• [What needs to be done]
Can you gather every line of the data below that contains the word "surface"?

• [Exercise input]
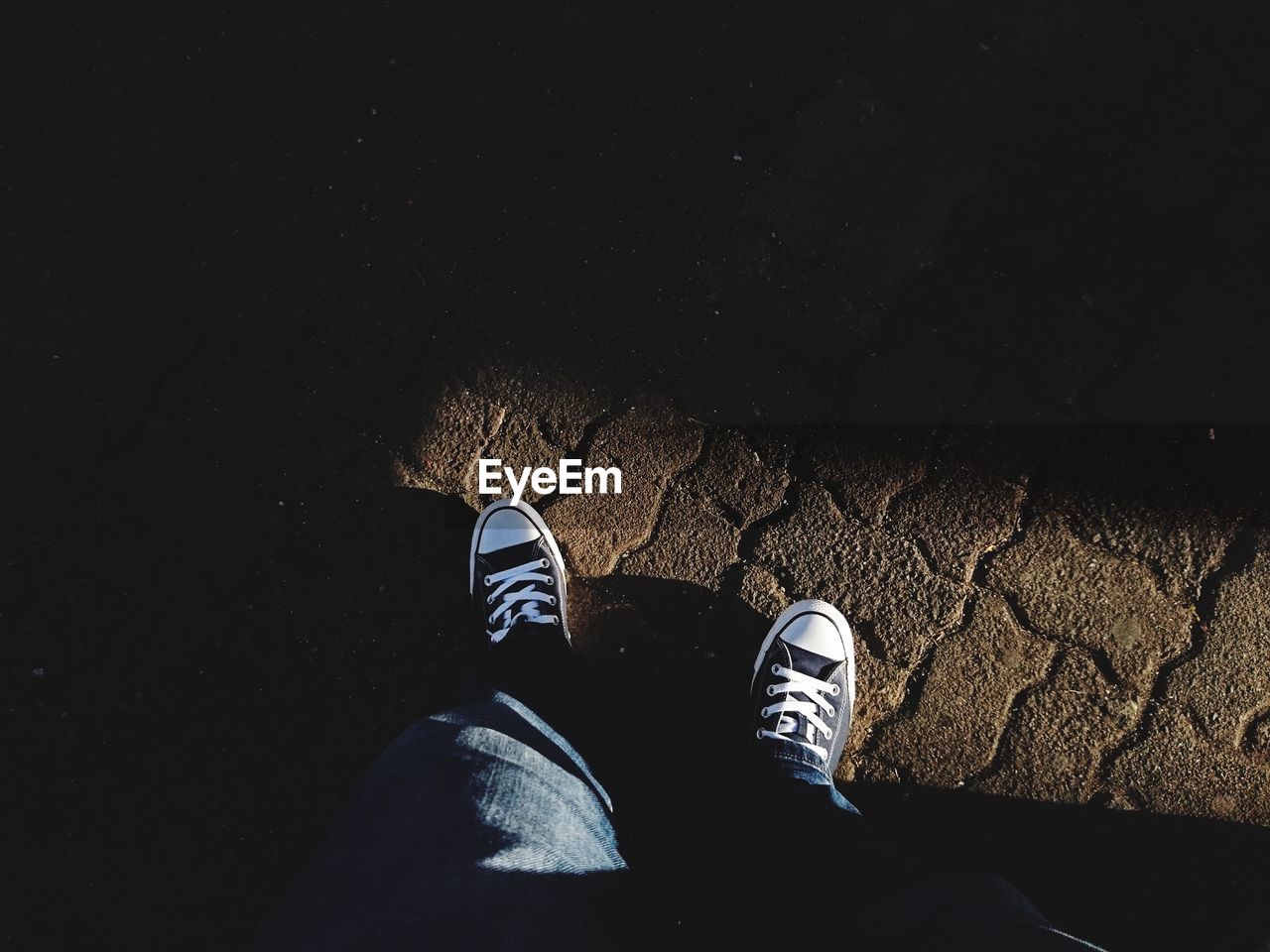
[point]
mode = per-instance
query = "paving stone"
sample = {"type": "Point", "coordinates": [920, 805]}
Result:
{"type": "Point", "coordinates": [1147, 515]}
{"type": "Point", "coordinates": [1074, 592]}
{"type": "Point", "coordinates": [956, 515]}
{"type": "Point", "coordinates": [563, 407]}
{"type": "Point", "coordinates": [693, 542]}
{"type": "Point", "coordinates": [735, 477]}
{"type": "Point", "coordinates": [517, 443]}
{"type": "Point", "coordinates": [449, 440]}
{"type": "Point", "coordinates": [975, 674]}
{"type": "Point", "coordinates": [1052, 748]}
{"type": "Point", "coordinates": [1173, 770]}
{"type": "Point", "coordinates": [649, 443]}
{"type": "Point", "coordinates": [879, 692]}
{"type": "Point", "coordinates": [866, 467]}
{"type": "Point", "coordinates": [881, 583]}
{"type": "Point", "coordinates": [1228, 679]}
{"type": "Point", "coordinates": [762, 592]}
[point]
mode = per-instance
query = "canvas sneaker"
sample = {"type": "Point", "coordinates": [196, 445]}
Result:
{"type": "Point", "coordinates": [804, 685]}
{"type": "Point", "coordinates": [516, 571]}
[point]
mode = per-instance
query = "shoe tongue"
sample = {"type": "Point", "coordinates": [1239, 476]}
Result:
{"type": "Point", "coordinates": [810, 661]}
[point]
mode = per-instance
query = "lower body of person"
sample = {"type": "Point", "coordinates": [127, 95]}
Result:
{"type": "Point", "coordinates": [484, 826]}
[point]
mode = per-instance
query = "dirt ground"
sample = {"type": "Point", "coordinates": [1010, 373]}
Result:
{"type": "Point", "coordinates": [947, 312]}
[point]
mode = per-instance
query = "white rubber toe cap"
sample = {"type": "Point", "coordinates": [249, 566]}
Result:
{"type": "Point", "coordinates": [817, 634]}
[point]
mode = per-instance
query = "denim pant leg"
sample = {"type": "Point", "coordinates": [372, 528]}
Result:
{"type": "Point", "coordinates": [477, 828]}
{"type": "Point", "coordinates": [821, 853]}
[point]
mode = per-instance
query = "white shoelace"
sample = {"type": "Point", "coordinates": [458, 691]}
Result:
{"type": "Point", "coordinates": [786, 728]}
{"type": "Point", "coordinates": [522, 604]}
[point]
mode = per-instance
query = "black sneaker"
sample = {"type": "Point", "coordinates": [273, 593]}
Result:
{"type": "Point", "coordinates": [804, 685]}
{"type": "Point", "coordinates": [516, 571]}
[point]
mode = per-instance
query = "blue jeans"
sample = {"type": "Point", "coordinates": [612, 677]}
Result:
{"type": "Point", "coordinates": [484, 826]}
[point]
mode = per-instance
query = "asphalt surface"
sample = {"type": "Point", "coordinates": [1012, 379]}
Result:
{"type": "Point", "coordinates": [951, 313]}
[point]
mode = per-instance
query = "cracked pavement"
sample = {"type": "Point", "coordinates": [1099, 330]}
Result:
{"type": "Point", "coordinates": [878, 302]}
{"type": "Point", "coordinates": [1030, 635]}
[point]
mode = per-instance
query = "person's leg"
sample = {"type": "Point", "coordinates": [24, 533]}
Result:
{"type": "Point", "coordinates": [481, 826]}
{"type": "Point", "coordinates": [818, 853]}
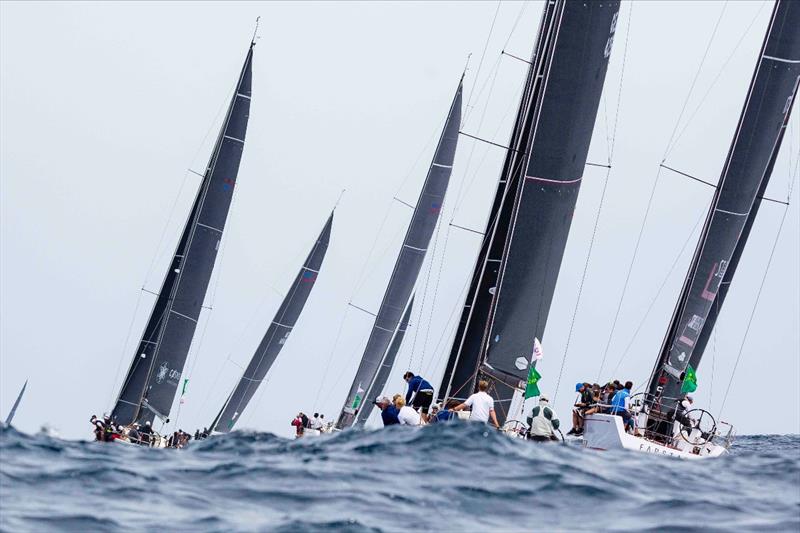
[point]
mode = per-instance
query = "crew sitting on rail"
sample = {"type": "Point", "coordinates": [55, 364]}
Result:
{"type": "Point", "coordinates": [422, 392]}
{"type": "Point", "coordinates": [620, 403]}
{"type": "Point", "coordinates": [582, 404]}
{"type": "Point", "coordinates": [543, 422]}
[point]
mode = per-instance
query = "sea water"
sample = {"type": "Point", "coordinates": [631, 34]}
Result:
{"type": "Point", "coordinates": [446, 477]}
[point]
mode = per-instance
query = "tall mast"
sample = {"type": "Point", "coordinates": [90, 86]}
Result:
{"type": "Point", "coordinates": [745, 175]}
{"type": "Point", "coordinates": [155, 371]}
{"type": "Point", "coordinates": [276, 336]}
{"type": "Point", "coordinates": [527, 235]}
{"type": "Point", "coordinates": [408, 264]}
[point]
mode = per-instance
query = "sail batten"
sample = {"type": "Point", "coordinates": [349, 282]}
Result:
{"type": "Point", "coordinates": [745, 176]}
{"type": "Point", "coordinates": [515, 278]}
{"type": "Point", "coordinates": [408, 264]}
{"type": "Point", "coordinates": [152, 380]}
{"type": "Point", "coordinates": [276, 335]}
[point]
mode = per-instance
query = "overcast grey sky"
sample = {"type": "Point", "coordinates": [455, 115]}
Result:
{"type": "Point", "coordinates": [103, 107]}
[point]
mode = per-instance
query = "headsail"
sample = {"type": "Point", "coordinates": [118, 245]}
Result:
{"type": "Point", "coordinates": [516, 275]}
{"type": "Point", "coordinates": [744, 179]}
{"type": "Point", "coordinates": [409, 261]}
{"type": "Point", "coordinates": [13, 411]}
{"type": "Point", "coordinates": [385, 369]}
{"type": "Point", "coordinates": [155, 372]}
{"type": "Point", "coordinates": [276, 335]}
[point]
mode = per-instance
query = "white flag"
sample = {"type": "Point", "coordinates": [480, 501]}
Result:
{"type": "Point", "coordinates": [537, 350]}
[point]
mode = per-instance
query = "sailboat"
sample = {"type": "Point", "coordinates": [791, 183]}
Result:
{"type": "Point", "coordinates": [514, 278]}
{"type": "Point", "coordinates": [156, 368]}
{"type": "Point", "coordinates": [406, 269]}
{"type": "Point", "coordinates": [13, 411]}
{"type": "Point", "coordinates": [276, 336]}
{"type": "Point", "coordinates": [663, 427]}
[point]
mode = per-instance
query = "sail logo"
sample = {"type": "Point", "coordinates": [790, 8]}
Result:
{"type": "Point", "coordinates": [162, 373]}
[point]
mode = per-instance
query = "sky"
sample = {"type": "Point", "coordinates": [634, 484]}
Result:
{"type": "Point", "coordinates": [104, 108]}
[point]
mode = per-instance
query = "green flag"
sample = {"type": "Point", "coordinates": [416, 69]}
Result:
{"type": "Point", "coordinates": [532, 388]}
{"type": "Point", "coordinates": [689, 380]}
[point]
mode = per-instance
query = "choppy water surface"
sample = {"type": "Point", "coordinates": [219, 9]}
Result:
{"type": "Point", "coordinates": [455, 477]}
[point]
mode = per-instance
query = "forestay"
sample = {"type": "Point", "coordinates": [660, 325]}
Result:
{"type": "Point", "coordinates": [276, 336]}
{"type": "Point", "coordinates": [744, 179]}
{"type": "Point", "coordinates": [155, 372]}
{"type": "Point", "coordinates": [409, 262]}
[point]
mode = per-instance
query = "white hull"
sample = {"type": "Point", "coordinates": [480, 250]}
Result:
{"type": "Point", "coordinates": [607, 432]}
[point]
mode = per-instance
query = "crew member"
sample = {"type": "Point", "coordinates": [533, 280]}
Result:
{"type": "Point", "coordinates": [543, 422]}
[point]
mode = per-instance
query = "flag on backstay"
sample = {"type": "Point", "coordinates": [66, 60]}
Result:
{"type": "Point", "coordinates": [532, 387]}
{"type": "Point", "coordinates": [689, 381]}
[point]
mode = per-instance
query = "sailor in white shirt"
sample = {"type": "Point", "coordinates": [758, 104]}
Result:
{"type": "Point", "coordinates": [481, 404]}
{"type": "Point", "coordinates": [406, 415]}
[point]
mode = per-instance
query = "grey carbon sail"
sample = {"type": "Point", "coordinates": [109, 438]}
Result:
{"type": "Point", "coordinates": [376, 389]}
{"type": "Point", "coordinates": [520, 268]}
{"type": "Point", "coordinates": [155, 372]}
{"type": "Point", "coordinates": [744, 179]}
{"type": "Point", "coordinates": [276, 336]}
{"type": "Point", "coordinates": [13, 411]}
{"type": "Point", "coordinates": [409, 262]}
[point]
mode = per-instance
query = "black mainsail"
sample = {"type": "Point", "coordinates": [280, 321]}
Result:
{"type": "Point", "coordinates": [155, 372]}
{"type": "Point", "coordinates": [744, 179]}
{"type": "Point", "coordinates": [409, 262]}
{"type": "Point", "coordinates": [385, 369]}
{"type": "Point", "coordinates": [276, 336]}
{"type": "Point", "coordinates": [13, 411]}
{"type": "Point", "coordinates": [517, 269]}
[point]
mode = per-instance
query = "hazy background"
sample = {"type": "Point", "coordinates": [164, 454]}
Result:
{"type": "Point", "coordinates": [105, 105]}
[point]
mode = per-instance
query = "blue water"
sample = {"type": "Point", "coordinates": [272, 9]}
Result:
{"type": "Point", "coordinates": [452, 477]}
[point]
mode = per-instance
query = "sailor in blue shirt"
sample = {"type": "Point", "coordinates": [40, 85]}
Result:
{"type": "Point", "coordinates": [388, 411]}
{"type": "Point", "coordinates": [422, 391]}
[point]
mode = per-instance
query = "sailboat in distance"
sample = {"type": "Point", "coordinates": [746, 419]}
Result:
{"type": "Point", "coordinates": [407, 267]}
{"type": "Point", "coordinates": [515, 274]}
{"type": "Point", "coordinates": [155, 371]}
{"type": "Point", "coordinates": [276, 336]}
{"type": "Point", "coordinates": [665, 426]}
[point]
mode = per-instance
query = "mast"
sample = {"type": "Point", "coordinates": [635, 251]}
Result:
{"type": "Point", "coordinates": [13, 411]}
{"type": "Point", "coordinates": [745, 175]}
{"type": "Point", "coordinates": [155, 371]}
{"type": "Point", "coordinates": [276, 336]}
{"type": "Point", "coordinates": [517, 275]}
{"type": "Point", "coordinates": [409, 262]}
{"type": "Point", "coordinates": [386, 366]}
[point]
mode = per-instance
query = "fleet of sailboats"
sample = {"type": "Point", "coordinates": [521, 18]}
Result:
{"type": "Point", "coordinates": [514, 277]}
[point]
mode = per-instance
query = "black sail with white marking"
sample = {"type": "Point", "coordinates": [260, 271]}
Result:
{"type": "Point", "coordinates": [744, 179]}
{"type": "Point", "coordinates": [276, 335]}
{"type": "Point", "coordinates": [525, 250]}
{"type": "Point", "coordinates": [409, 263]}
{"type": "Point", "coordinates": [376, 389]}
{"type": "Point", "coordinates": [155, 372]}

• [Solved exercise]
query = "asphalt surface"
query = "choppy water surface"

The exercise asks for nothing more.